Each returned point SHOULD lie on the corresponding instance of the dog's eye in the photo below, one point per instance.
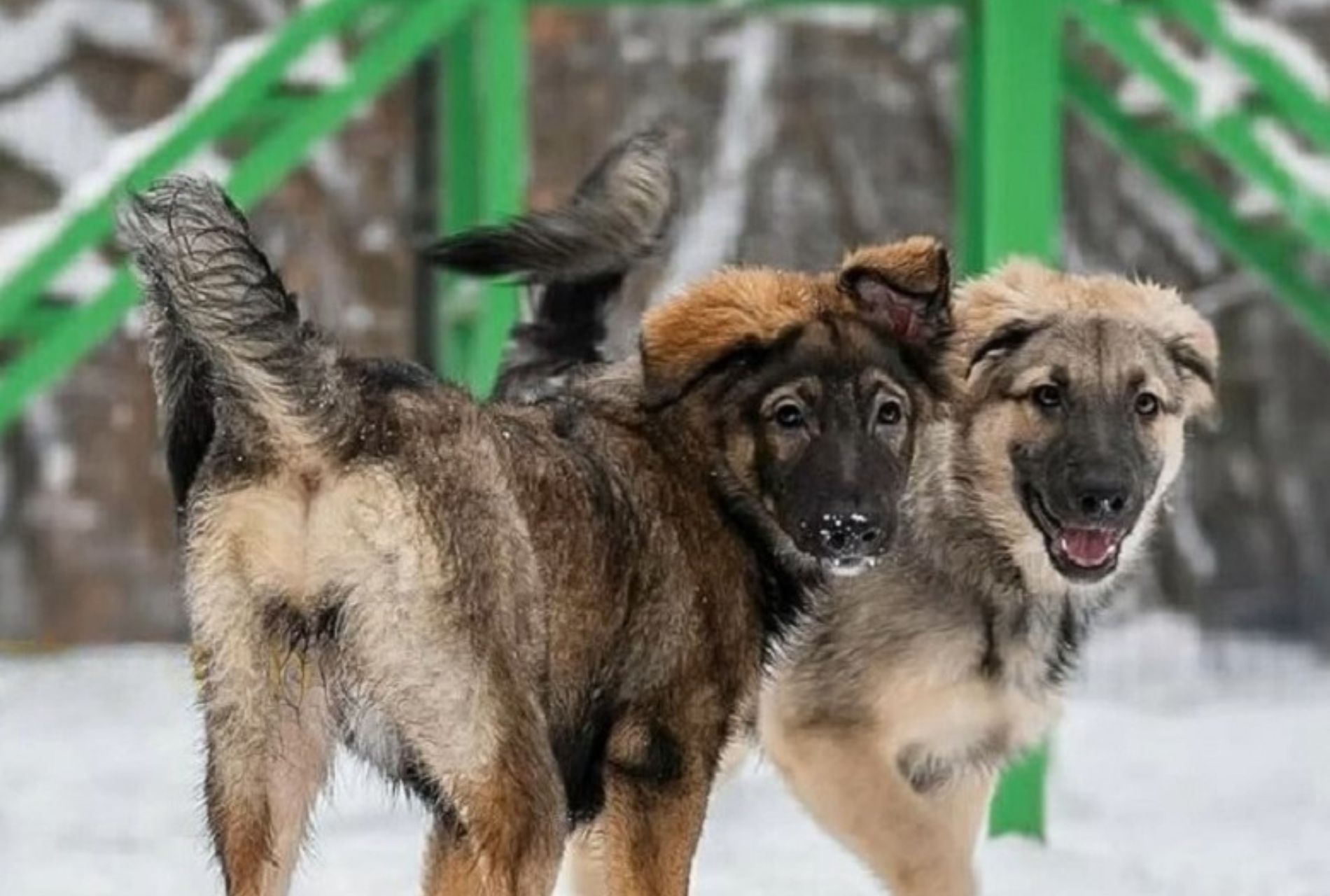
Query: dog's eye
(1049, 396)
(890, 414)
(788, 415)
(1147, 405)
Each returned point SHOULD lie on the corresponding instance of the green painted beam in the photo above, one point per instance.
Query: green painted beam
(1231, 134)
(1240, 239)
(1010, 178)
(1289, 94)
(459, 196)
(503, 143)
(206, 122)
(744, 6)
(388, 52)
(1011, 140)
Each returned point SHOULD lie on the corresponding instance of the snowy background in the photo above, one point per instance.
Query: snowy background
(1183, 769)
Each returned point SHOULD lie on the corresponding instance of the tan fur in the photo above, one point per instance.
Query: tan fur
(883, 721)
(756, 306)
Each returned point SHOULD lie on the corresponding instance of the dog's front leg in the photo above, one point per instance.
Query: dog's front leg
(919, 842)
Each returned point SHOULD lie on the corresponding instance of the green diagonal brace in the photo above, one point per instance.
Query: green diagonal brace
(382, 60)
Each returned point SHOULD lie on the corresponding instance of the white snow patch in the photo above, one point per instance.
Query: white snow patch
(56, 131)
(1254, 201)
(84, 276)
(1310, 169)
(43, 39)
(1301, 59)
(100, 162)
(1195, 779)
(1217, 84)
(1139, 96)
(379, 236)
(323, 66)
(745, 131)
(1289, 7)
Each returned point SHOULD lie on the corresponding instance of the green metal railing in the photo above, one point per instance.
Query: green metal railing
(279, 128)
(1184, 148)
(1018, 66)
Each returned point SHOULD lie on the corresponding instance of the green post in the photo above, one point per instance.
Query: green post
(1010, 183)
(458, 184)
(502, 52)
(484, 174)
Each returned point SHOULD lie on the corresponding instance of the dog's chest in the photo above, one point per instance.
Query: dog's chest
(942, 729)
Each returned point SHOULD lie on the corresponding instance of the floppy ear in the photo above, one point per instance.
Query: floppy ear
(1195, 351)
(904, 286)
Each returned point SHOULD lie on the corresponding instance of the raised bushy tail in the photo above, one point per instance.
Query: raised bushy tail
(223, 329)
(575, 257)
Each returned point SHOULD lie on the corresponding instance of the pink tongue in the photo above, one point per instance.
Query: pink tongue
(1088, 547)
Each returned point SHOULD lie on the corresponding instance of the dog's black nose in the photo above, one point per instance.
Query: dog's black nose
(1102, 499)
(850, 535)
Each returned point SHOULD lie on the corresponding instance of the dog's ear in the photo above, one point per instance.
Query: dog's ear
(722, 316)
(1195, 350)
(904, 286)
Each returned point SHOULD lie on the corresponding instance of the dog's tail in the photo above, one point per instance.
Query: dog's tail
(223, 329)
(575, 257)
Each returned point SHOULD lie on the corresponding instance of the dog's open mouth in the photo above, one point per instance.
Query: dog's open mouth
(849, 566)
(1086, 553)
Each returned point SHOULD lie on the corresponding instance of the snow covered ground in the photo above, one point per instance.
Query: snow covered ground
(1182, 770)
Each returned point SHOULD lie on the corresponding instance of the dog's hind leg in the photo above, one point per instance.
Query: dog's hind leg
(269, 748)
(465, 737)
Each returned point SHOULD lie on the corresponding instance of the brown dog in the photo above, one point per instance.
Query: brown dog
(531, 617)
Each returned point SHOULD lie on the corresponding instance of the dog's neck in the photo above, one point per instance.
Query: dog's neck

Task goal:
Switch "SHOULD" to "MUST" in every row and give the lines again with nothing else altered, leaving out the pictures.

Written solution:
Each returned point MUST lie on the corresponding instance of the dog's eye in the photo below, one point per instance.
Query: dog's eye
(1049, 396)
(890, 414)
(788, 415)
(1147, 405)
Each returned point MUST lie on the corresponding instance of the green painted beam in the photo above, one point per instance.
Query: green painted beam
(1231, 134)
(1240, 239)
(1010, 178)
(1289, 94)
(459, 196)
(503, 143)
(206, 122)
(744, 6)
(388, 52)
(1011, 140)
Each returned point MUST lie on the corresponding instance of the snowy background in the photo above, one point per instance.
Query: snowy background
(1183, 769)
Each returned point MUST lie on the corresponding instance of the tan fur in the photo above, one point per instance.
Query: tan fur
(883, 721)
(756, 306)
Each returned point MUST lie on the corresponding instance of the dog's front leg in the photo above, one point per instance.
Query: dog's front leg
(919, 842)
Each returned point MUST lie on the corresponding instance of the green diagonal brace in the photo above, one point per instance.
Query: green diagonal brace
(382, 60)
Each returned point MUST lie on the corresponding instance of the white snow patch in the photo above, one point per instance.
Query: white snow patch
(56, 131)
(1254, 201)
(84, 276)
(1310, 169)
(43, 39)
(1301, 59)
(100, 162)
(1195, 779)
(1217, 84)
(1139, 96)
(379, 236)
(323, 66)
(745, 131)
(1289, 7)
Each returned point MUST lie on the corresponding instance of the green metal railing in the photo above, one point per instance.
Query: green metal railing
(279, 128)
(1184, 148)
(1018, 66)
Each returned point MUST lie on the corresponding instance of the green post in the photo above, one point per instance.
Query: green post
(1010, 183)
(458, 184)
(502, 52)
(484, 174)
Each returned point MUST lie on the corresponding instance of the dog's chest in the photo above, one point per instance.
Query: dog's chest
(942, 729)
Each returned point MUST lie on the corresponding instance of the floppy ear in the photo above, one point per instance.
Query: floppy ear
(1195, 351)
(904, 286)
Each returned point MUST lie on the corresponding instance of the raised bushy tail in the photo above, one point per instance.
Query: raised bushy tail
(223, 329)
(575, 257)
Each returned point MUST lie on the corresponding instance of the pink tongue in the photo above, one point per instance.
Query: pink tongue
(1088, 547)
Each returned point MUST lie on the corresponding instance of the dog's black nose in the photo above, one point per instance.
Query: dog's black nose
(1102, 499)
(850, 535)
Each returned point MUST lie on the corresponding instance of the dog's ear in the photo above, one point per instance.
Query: dog's ear
(722, 316)
(1195, 350)
(904, 286)
Each returned point MUST lie on the corresponding instance of the dog's tail in the photo above, one point per instance.
Query: dog's tail
(223, 329)
(575, 257)
Each returned point MUST lie on the corresponding instance of the dog's open mouth in the photo above, one point per instance.
Query: dog's open mouth
(849, 566)
(1086, 553)
Each returned point MUST lie on the corresponding instance of the snow covered ground in the photo above, one point per instance.
Query: snow covered ground
(1182, 770)
Each returned point MUST lie on the corresponding instance of the dog's hind leg in the photo above, one point per instance.
Query: dog's hind leg
(269, 748)
(465, 737)
Each returned point MUST lie on the corresponding instance of the brown dog in the photo above, one point per instance.
Query: brown dog
(531, 617)
Each returned point MUST lie on the corresponding instance of the dog's neck in the photo above, one point per instance.
Query: dog's neck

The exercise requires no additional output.